## TEXT UNDER STUDY
=======

The construction industry appears to be aware of its poor mental health record. Charities that understand the construction work environment first-hand—such as MATES In Construction and Incolink—aim to reduce the stigma attached to opening up and in turn lower industry suicide rates. But non-profits are entirely dependent on funding, and many workers are unable to access standard mental health services due to their long shifts.

According to Jessica Hickman, who worked as a "culture coordinator" on a construction site in the Northern Territory for three years, one potential solution is to have internal services offered to workers. “Support needs to come from senior management,” says Hickman. “There needs to be qualified, trained people who know how to deal with mental health and can address it on-site.”

Throughout her time in the industry, Hickman attempted to reduce the stigma around depression and anxiety by organising regular "mental health days" offsite, where workers would discuss mental health as a whole. This despite heavy opposition from her superiors. During her stint, she says, there was not one suicide within the project her company oversaw—something parallel projects in NT at the time couldn't boast.

=======

## RECORDED INFORMATION

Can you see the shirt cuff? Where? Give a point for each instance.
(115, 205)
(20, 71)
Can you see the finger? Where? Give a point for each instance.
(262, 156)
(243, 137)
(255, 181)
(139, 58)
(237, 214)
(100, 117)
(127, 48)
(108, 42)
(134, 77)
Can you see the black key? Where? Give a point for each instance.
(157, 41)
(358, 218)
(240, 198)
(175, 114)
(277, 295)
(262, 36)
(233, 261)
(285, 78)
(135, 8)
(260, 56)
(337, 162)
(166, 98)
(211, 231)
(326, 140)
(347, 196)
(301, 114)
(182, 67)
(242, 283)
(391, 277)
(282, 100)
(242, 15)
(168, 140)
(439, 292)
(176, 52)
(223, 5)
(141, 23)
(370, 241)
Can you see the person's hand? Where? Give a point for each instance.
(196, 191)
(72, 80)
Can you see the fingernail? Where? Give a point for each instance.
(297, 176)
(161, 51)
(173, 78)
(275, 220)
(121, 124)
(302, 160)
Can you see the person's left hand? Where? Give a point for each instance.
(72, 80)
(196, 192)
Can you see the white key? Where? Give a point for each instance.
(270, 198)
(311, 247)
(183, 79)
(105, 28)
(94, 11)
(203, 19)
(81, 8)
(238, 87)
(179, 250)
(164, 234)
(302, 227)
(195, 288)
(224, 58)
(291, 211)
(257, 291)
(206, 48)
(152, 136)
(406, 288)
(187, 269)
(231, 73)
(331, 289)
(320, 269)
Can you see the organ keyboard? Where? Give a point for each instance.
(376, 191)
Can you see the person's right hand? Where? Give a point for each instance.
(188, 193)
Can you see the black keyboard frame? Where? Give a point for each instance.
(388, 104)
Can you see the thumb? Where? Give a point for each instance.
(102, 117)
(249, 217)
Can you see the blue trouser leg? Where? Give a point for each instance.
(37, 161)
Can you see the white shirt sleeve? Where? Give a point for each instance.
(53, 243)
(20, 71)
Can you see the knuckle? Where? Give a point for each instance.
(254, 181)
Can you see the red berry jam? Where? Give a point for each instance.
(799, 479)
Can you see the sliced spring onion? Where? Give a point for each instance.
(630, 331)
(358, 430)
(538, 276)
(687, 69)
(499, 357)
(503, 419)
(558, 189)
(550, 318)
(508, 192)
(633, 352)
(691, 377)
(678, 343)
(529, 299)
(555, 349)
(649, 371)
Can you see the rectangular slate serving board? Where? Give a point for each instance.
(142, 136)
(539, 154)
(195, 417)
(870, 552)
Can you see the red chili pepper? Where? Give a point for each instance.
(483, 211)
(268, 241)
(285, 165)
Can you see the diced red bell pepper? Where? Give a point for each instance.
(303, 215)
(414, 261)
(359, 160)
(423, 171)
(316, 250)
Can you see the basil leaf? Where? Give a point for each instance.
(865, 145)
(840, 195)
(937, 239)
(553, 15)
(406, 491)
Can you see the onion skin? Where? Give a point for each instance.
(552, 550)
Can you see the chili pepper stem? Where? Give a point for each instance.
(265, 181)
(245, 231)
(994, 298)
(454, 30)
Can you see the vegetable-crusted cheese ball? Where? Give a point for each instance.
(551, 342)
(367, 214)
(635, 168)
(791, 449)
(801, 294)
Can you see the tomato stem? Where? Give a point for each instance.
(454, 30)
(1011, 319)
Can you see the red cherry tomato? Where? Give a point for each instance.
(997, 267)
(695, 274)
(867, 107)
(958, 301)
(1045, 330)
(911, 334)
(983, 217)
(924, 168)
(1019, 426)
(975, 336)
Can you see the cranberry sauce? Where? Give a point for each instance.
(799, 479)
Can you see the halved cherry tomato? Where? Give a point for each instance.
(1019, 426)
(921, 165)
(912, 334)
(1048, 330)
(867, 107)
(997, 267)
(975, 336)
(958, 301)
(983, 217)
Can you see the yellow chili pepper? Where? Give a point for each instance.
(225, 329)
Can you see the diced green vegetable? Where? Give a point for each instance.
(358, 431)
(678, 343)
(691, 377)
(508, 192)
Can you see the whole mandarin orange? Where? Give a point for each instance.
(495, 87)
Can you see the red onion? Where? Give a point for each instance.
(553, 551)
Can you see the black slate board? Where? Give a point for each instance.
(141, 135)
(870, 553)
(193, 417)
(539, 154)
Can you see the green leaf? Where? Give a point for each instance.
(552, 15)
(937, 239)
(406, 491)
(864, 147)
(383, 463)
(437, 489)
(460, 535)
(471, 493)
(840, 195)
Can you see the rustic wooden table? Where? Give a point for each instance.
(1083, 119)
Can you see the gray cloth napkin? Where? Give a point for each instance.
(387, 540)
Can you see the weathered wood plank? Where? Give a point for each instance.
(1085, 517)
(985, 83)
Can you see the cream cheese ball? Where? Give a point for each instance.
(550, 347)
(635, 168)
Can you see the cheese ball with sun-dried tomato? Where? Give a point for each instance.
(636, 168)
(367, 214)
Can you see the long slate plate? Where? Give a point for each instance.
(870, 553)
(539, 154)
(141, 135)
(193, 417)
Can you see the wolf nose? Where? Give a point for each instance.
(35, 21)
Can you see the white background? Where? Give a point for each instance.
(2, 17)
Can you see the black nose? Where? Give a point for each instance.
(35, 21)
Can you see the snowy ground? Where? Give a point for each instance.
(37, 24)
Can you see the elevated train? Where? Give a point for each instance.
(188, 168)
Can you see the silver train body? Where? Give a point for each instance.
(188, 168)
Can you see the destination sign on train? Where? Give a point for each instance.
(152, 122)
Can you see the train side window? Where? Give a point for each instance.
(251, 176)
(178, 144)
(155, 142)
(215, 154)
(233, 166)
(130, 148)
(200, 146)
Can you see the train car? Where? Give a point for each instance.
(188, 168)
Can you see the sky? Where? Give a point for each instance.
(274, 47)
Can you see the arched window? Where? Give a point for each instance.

=======

## PROBLEMS TO SOLVE
1 – Decide whether each statement agrees with the passage on construction mental health, answering yes or no and quoting the deciding words: (a) Hickman spent three years on a construction site in the Northern Territory; (b) Hickman's superiors backed her mental health days; (c) non-profits rely entirely on funding.
2 – Please retype everything in the passage on construction mental health from "According to Jessica" down to "time couldn't boast.".
Rely only on the passage on construction mental health, not on the listing.

## RESPONSES TO THE TASKS
1 –
(a) Yes: "worked as a "culture coordinator" on a construction site in the Northern Territory for three years"
(b) No: "This despite heavy opposition from her superiors."
(c) Yes: "But non-profits are entirely dependent on funding"

2 –
According to Jessica Hickman, who worked as a "culture coordinator" on a construction site in the Northern Territory for three years, one potential solution is to have internal services offered to workers. “Support needs to come from senior management,” says Hickman. “There needs to be qualified, trained people who know how to deal with mental health and can address it on-site.”

Throughout her time in the industry, Hickman attempted to reduce the stigma around depression and anxiety by organising regular "mental health days" offsite, where workers would discuss mental health as a whole. This despite heavy opposition from her superiors. During her stint, she says, there was not one suicide within the project her company oversaw—something parallel projects in NT at the time couldn't boast.